Provided passage:
☆ ☆ ☆
Academic Freedom

Back in the day when I was teaching at the collegiate level we worried about academic freedom. In those days, it amounted to insisting that administrators allow faculty of differing opinions and philosophical convictions to speak their minds without recrimination. It also insisted on equal pay for equal work. It degenerated into unionization which, while it did raise salaries and save the careers of a number of faculty members, it also set a tone that I always felt was inimical to the ideals of collegiality that ought to be found on college campuses. But then I have been spitting into the wind so long my saliva is about used up.

Of late, however, the university faculties themselves are interfering with academic freedom. Increasingly, they are refusing to allow speakers to speak on campuses across the country, “controversial” figures like George W. Bush, Madeleine Albright, George Will, Paul Ryan, Condoleezza Rice, and Ayaan Hirsi Ali. Bear in mind that the universities that denied these people a voice on their campuses, because of student and faculty protests, are so-called “prestige” academies — places like Brandeis University, Stanford University, Boston College, Rutgers University, University of Minnesota, Yale University, and others of equal standing.
☆ ☆ ☆
What to do:
a: Answer these questions using the academic freedom passage, one answer per line:
(i) Besides letting faculty speak their minds, what else did academic freedom insist on when the author taught at the collegiate level?
(ii) What does the passage say academic freedom degenerated into?
(iii) According to the passage, why did the universities deny the named speakers a voice on their campuses?
b: Decide whether each statement agrees with the academic freedom passage. Answer yes or no, and quote the words that settle it.
(i) The author says unionization did nothing to raise salaries.
(ii) Stanford University is among the universities named as denying speakers a voice.
(iii) The author says university faculties themselves are now interfering with academic freedom.
c: Write the next part of the academic freedom passage, picking up right after its last sentence.

Record excerpts:
☆ ☆ ☆
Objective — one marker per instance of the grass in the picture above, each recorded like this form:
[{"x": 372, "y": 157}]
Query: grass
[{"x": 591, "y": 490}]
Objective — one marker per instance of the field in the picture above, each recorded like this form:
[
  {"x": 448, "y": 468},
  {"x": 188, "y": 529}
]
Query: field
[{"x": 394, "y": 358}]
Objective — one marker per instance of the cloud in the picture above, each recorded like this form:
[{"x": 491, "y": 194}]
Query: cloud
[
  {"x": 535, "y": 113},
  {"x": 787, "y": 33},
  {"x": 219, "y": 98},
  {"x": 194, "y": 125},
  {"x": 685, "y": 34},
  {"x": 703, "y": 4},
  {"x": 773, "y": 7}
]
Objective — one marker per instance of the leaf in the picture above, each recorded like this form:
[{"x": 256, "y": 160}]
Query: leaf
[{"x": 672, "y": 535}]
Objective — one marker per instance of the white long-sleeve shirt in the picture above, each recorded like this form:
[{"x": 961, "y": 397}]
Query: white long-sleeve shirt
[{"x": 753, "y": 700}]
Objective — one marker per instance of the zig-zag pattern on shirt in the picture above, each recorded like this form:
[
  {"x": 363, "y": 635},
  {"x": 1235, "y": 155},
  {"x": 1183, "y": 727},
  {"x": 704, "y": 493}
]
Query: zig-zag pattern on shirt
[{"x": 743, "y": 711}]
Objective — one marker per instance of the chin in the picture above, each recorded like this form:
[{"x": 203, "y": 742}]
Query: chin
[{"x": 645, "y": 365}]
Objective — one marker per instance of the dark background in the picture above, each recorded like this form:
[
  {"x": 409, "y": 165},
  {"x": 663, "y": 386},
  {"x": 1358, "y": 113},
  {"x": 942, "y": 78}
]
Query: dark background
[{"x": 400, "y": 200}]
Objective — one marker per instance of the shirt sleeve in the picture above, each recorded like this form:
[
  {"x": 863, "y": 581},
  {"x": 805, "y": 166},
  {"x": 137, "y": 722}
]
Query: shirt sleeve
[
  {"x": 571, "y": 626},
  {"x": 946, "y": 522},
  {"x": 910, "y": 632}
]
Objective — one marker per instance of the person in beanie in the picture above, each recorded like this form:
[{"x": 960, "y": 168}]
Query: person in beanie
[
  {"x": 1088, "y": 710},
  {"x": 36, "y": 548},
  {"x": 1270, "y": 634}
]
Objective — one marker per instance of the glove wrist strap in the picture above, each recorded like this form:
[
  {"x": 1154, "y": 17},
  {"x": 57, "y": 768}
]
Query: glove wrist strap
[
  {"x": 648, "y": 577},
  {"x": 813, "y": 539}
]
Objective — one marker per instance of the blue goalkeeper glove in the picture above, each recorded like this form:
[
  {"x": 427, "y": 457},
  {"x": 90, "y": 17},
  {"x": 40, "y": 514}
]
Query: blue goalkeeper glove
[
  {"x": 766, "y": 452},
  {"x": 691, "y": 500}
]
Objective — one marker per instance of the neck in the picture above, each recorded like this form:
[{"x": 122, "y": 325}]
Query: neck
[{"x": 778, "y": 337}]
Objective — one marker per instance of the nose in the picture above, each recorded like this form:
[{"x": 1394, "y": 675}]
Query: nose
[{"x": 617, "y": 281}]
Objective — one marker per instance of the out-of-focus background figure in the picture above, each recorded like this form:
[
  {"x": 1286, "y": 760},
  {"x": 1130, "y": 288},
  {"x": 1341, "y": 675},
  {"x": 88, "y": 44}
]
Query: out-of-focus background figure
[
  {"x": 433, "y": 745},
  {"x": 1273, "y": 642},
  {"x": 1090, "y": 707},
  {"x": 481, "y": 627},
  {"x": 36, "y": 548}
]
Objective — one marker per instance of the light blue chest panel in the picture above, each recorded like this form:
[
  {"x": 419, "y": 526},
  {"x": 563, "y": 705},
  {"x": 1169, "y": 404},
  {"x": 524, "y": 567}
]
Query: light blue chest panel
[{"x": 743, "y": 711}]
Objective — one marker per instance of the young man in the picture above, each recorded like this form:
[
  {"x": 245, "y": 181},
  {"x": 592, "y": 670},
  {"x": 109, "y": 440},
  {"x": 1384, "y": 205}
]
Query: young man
☆ ☆ ☆
Task-by-task outputs:
a:
(i) Equal pay for equal work.
(ii) Unionization.
(iii) Because of student and faculty protests.

b:
(i) No: "it did raise salaries and save the careers of a number of faculty members"
(ii) Yes: "places like Brandeis University, Stanford University, Boston College"
(iii) Yes: "Of late, however, the university faculties themselves are interfering with academic freedom."

c:
Students, often led by militant faculty with hidden agendas, are becoming increasingly strident in their opposition to ideas they regard as a threat to what they regard as social justice. In a word, they have their minds made up and cannot allow alien information to intrude on their convictions and deeply held beliefs. Increasing numbers of universities, in a word, are becoming closed systems that refuse to allow outside information to penetrate if it is determined by the vocal element on campus that those ideas are somehow harmful. There are exceptions, but they are increasingly rare.

Coupled with this intolerance in places that ought to be open to all ideas no matter how radical or outrageous, is the growing ignorance of the students and a great  number of the faculty. A recent study by the American Council of Trustees and Alumni determined that:

• Nearly 10% of recent college graduates think Judge Judy is a member of the Supreme Court.

• Less than 20% of those college graduates know the effect of the Emancipation Proclamation.

• More than a quarter of the college graduates did not know that Franklin D. Roosevelt was president during World War II.

• One-third did not know Franklin D. Roosevelt was the president who spearheaded the New Deal.

And so it goes. To augment their ignorance, many of those students, while enrolled, were involved in a variety of campus protests, including a group from Brown University that complained of the emotional stress and poor grades that followed from the months they spent protesting! They blamed the university for insisting that they complete coursework and demanded “incompletes” on their course work.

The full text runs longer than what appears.